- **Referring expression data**
────────────────────

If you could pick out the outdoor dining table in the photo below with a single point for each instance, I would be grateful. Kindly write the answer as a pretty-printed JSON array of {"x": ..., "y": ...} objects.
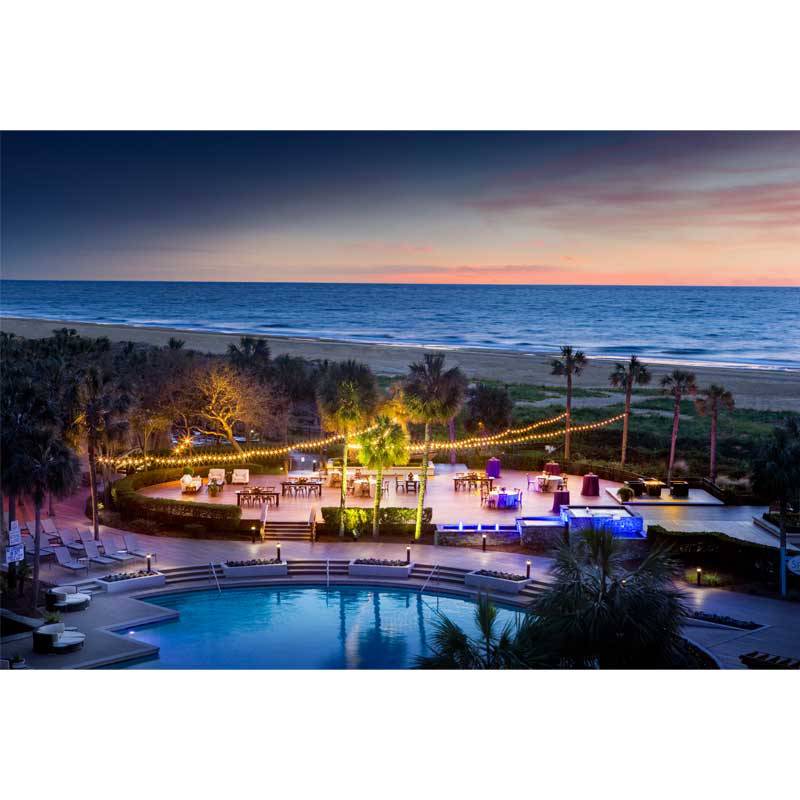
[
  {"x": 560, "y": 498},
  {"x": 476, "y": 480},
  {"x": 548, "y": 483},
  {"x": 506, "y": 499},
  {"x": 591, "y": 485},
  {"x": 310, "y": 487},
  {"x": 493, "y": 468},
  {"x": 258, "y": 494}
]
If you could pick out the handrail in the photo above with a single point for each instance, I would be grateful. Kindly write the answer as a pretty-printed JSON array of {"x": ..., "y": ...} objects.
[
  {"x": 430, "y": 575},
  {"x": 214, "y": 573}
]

────────────────────

- **About this task**
Reproduce verbatim only the lines from the one holding "If you could pick out the handrail" through the end of the records.

- **Response to this task**
If you could pick out the handrail in the photo above with a single point for each instance, I would be grateful. Kindly write the answer as a pretty-printed JSON array of {"x": ..., "y": ...} objects.
[
  {"x": 430, "y": 575},
  {"x": 214, "y": 573}
]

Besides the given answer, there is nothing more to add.